begin
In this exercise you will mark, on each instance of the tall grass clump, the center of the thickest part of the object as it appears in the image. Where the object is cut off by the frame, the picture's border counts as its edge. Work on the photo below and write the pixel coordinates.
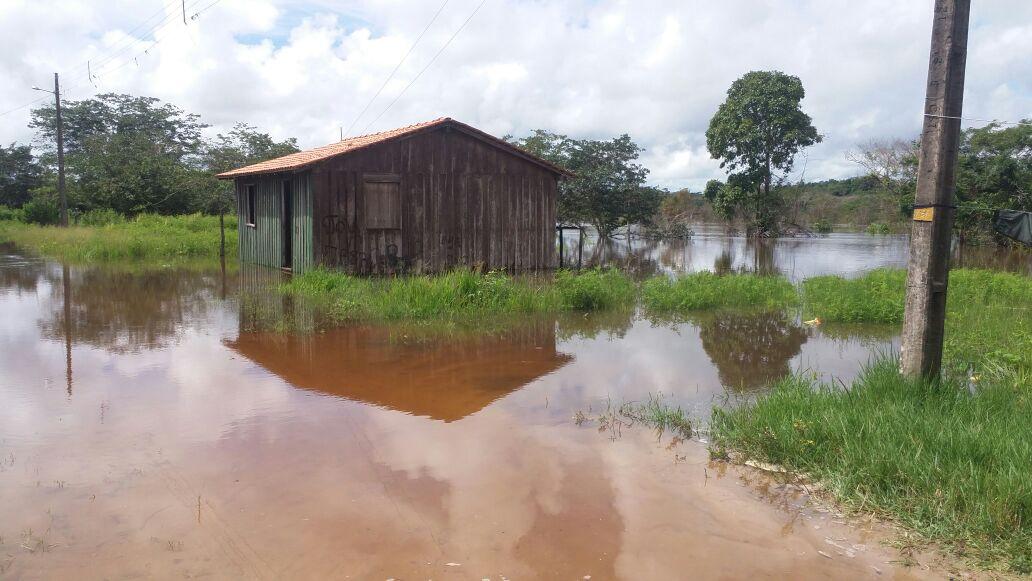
(594, 290)
(460, 293)
(950, 462)
(111, 239)
(874, 297)
(706, 290)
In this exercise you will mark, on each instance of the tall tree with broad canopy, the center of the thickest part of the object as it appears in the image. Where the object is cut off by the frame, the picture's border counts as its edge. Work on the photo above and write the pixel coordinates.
(19, 174)
(608, 188)
(755, 134)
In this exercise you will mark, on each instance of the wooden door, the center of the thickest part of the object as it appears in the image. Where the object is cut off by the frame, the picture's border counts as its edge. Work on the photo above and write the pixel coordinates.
(382, 220)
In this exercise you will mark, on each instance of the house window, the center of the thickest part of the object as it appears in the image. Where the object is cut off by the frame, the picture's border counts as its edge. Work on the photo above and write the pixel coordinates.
(383, 205)
(250, 203)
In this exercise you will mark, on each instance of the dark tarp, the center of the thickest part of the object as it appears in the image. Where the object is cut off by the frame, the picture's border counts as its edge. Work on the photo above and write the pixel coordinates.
(1013, 224)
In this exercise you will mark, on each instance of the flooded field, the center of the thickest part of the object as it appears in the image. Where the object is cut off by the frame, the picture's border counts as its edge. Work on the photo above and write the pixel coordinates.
(153, 425)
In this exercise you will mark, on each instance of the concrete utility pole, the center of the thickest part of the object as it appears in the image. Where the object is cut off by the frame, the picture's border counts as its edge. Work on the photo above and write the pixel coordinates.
(933, 215)
(64, 200)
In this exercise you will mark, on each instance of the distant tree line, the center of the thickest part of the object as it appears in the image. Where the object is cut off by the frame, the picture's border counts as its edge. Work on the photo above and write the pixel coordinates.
(761, 127)
(128, 155)
(607, 189)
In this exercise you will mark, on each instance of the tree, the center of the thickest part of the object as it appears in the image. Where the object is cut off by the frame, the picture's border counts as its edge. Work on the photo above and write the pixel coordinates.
(170, 130)
(608, 189)
(756, 133)
(124, 173)
(994, 171)
(19, 174)
(243, 146)
(127, 154)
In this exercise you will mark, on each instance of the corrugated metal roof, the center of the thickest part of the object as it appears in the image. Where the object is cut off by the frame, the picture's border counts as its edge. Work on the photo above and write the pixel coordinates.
(303, 159)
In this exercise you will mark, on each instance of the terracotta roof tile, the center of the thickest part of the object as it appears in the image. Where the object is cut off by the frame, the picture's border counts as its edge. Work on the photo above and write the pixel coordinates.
(307, 158)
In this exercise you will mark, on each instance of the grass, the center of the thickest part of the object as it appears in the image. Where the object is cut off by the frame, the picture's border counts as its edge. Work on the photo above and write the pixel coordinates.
(706, 290)
(144, 237)
(461, 294)
(989, 321)
(950, 464)
(654, 413)
(874, 297)
(952, 460)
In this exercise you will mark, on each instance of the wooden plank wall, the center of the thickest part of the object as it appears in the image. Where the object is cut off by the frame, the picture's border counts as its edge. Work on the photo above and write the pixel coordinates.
(261, 244)
(463, 202)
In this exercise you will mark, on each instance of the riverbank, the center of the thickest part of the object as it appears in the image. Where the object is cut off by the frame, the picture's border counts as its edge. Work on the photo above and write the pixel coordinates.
(461, 293)
(147, 237)
(947, 460)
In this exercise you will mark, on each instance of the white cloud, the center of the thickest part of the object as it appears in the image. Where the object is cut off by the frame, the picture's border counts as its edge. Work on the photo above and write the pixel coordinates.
(656, 69)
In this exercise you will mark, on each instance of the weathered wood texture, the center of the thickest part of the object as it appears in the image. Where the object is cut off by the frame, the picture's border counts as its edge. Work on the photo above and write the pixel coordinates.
(262, 243)
(436, 200)
(928, 269)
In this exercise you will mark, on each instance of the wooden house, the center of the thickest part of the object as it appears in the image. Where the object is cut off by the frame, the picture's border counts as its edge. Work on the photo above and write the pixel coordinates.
(426, 197)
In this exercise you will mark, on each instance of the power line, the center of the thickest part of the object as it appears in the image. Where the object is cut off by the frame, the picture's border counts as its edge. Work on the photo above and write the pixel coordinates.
(129, 39)
(397, 66)
(977, 120)
(169, 18)
(434, 58)
(103, 65)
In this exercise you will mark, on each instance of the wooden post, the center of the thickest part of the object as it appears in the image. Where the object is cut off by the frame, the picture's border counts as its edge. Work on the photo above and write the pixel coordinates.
(561, 230)
(61, 192)
(580, 246)
(222, 232)
(929, 265)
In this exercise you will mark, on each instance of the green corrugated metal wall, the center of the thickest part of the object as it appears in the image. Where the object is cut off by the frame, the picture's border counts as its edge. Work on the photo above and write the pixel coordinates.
(262, 244)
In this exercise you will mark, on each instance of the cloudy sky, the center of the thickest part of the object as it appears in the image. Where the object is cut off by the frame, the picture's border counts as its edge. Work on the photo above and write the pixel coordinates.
(656, 69)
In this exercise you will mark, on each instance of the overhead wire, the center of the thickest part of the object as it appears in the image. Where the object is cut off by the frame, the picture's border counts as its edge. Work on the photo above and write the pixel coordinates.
(430, 63)
(345, 134)
(103, 67)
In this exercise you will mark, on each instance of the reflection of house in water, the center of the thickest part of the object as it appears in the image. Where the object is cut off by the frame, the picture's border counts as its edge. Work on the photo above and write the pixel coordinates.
(750, 349)
(445, 379)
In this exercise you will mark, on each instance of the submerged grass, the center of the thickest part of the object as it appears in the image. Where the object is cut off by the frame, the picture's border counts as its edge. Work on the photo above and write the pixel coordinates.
(952, 464)
(953, 459)
(461, 293)
(706, 290)
(144, 237)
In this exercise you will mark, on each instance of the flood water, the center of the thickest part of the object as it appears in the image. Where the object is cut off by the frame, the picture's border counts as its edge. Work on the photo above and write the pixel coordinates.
(153, 425)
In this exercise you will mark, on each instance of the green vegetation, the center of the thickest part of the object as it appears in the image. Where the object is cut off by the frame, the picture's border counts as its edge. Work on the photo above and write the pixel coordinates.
(607, 188)
(755, 133)
(989, 321)
(460, 293)
(874, 297)
(948, 463)
(878, 228)
(706, 290)
(948, 459)
(659, 415)
(655, 413)
(144, 237)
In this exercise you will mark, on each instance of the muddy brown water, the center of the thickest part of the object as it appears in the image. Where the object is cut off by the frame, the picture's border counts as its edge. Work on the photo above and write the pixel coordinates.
(153, 426)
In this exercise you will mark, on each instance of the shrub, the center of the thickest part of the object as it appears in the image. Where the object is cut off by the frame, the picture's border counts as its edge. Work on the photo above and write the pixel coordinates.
(100, 218)
(878, 228)
(874, 297)
(593, 290)
(40, 211)
(11, 214)
(947, 462)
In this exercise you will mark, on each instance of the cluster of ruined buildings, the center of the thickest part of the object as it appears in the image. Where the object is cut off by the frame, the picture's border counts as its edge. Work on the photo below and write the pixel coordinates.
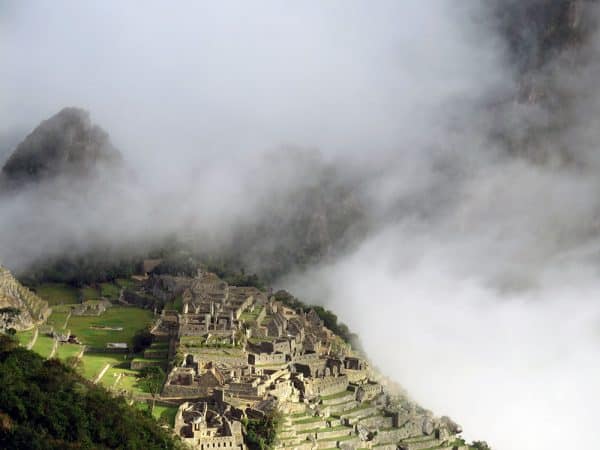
(244, 355)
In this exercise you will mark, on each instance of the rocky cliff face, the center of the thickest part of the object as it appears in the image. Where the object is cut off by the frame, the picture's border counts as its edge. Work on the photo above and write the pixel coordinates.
(65, 144)
(19, 307)
(551, 47)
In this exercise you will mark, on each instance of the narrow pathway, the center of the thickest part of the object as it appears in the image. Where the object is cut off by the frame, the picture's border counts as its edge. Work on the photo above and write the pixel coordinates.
(67, 320)
(114, 386)
(54, 347)
(101, 374)
(33, 339)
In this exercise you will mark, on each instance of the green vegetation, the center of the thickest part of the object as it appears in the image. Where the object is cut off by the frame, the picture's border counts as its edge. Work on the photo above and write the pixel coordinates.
(96, 266)
(57, 293)
(59, 316)
(88, 329)
(66, 351)
(93, 363)
(165, 414)
(151, 380)
(329, 318)
(127, 283)
(261, 433)
(90, 293)
(43, 345)
(110, 291)
(480, 445)
(46, 405)
(25, 337)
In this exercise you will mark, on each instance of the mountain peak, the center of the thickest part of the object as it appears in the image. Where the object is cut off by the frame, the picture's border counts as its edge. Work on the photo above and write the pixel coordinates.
(67, 143)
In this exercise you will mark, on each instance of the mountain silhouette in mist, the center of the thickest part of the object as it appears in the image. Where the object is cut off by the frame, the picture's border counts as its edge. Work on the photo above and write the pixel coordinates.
(65, 144)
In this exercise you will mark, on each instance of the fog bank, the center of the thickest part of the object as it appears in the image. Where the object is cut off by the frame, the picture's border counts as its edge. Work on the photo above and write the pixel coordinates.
(474, 281)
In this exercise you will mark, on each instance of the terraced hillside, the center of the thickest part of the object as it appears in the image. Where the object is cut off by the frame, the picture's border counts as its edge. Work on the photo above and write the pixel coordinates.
(20, 308)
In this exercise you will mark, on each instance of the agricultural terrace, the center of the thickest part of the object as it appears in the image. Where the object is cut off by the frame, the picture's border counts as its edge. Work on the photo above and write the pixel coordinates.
(97, 331)
(57, 293)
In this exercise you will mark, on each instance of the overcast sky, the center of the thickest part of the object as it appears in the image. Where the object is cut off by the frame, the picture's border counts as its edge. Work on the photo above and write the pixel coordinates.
(480, 273)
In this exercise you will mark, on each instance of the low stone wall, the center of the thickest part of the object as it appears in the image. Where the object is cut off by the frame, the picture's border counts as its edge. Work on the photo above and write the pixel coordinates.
(299, 427)
(420, 445)
(334, 433)
(156, 353)
(139, 365)
(176, 390)
(334, 401)
(377, 422)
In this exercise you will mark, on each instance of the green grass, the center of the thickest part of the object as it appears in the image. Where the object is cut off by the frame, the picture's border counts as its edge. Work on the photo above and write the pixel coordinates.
(166, 413)
(58, 317)
(64, 351)
(90, 293)
(43, 345)
(338, 438)
(176, 304)
(93, 363)
(129, 318)
(110, 291)
(126, 283)
(25, 337)
(57, 293)
(308, 420)
(337, 395)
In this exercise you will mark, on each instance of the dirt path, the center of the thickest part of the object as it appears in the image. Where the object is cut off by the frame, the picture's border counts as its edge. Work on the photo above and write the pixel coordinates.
(67, 320)
(54, 347)
(33, 339)
(101, 374)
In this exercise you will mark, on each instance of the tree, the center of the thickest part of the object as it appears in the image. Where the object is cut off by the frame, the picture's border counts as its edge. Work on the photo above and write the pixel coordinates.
(75, 363)
(151, 381)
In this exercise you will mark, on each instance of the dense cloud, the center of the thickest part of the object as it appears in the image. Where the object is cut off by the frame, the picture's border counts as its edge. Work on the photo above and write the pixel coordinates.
(474, 164)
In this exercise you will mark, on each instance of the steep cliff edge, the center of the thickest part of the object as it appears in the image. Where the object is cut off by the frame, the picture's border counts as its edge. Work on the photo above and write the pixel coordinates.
(19, 307)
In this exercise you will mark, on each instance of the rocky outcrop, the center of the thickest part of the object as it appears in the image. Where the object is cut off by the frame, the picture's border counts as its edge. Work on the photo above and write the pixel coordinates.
(65, 144)
(20, 308)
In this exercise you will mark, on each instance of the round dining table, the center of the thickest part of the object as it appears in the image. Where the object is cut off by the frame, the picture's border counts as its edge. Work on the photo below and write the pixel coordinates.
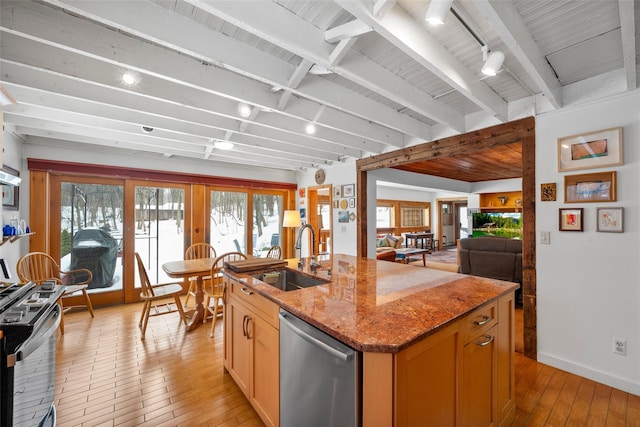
(197, 268)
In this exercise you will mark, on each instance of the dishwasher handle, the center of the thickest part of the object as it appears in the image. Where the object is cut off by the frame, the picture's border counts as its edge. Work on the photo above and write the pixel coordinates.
(346, 357)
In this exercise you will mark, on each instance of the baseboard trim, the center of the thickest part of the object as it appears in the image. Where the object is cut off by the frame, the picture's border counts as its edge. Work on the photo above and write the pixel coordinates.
(619, 383)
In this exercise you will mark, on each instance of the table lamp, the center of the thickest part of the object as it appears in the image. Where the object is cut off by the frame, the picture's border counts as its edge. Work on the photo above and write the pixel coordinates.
(291, 219)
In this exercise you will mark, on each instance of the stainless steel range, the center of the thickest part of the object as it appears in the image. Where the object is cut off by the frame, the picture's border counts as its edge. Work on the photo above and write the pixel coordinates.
(29, 317)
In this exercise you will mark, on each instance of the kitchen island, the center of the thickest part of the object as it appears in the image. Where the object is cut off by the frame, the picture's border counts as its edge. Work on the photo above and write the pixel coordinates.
(437, 347)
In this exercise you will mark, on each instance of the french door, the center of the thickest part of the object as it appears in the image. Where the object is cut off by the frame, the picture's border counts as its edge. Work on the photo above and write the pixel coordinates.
(98, 223)
(247, 221)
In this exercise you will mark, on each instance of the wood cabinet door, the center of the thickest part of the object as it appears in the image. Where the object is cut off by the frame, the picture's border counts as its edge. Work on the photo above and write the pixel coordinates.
(479, 378)
(506, 363)
(239, 345)
(426, 380)
(265, 385)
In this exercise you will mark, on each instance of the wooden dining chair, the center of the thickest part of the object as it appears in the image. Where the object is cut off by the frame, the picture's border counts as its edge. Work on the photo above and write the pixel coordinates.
(275, 252)
(155, 298)
(214, 290)
(38, 267)
(197, 251)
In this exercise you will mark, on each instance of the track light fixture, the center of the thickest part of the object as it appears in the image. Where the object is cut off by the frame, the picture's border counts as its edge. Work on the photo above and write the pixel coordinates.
(492, 61)
(438, 10)
(244, 109)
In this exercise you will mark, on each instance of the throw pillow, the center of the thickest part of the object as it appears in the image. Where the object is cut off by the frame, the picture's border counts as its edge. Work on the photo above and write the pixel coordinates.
(393, 240)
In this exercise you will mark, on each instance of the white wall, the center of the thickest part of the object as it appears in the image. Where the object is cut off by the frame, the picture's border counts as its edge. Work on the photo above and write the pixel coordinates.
(588, 282)
(344, 234)
(12, 157)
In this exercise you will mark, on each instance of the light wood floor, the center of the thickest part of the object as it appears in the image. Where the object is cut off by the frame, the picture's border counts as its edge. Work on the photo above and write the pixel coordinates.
(107, 376)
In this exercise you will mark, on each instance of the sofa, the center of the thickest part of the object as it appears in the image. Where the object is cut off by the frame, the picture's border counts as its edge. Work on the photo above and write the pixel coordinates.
(494, 257)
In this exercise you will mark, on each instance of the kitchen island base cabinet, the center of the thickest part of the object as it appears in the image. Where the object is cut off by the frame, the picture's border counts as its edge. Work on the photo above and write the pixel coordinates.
(461, 375)
(252, 353)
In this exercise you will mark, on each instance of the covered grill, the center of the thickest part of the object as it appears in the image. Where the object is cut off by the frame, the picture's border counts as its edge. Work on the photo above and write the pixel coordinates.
(97, 251)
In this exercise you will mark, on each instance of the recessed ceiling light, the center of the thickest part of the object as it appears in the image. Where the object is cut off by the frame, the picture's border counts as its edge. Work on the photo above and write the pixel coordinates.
(244, 109)
(130, 78)
(223, 145)
(310, 128)
(493, 63)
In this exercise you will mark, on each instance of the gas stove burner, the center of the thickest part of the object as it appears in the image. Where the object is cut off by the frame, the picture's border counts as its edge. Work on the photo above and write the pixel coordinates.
(12, 317)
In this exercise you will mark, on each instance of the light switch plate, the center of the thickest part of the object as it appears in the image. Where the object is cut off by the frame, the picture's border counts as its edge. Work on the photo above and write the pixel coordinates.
(545, 237)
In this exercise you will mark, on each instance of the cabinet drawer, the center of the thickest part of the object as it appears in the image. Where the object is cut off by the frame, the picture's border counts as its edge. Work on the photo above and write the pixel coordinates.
(479, 321)
(264, 308)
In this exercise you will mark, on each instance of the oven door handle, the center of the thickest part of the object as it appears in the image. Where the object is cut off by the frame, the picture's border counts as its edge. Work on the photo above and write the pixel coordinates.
(33, 344)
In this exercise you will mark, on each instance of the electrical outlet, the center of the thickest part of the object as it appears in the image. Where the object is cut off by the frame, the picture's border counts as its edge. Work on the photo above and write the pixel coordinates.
(545, 238)
(620, 346)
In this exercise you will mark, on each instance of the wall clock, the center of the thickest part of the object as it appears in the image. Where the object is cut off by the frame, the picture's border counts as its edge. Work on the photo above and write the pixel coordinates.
(320, 176)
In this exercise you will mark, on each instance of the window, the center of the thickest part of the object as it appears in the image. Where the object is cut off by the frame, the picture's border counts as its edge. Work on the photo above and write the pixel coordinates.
(384, 216)
(413, 217)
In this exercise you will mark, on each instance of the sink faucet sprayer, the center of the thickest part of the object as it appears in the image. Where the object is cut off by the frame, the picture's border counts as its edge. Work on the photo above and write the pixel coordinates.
(314, 265)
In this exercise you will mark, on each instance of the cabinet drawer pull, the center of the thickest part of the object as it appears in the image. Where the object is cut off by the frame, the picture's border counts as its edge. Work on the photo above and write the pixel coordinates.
(245, 321)
(483, 320)
(487, 340)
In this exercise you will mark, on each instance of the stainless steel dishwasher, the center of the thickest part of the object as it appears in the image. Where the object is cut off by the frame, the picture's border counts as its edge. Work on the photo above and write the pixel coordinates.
(319, 380)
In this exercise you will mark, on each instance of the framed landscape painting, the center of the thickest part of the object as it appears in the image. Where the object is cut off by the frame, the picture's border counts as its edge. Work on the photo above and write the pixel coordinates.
(590, 187)
(590, 150)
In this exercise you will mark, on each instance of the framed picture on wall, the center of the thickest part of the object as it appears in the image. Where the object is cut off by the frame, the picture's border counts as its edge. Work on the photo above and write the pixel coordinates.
(610, 220)
(10, 193)
(590, 187)
(590, 150)
(337, 192)
(571, 219)
(348, 190)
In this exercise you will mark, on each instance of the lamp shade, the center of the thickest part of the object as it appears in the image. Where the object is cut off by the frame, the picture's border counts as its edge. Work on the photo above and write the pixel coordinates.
(493, 63)
(291, 219)
(438, 10)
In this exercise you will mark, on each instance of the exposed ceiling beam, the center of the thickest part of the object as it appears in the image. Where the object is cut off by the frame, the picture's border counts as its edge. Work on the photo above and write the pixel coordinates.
(346, 31)
(628, 30)
(301, 70)
(507, 22)
(173, 73)
(341, 50)
(381, 7)
(400, 29)
(223, 51)
(307, 41)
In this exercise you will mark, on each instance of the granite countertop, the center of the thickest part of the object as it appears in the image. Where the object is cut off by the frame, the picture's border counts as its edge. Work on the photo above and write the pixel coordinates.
(380, 306)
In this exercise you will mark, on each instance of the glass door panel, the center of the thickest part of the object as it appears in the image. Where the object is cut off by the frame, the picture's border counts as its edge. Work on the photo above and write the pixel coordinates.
(267, 223)
(228, 226)
(91, 224)
(159, 237)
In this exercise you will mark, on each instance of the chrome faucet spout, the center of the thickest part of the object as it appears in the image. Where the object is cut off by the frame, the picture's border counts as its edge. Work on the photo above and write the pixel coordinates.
(313, 239)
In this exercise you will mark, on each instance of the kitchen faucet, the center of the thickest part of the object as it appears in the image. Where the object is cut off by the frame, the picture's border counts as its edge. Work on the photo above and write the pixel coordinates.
(314, 265)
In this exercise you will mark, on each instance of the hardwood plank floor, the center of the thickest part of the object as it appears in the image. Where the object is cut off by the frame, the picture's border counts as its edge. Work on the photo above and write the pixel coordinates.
(107, 376)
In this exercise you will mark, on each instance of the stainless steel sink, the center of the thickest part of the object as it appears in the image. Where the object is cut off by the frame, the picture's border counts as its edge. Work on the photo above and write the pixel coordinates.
(289, 280)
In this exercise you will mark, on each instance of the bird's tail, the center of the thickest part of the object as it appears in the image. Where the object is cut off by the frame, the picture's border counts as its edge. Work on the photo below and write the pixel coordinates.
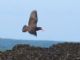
end
**Set task**
Rewrite the stretch of the listing from the line containing "of the dark" through the line containing "(1013, 224)", swapping "dark tarp" for "black tarp" and leaving everything else as it is.

**Correct answer**
In this exercise you will mark, on each instance of the black tarp, the center of the thickest part of the object as it appears in the image. Where the object is cut off by the frame, the picture's border counts as its edge. Work on the photo above and write the pixel coordinates.
(1013, 224)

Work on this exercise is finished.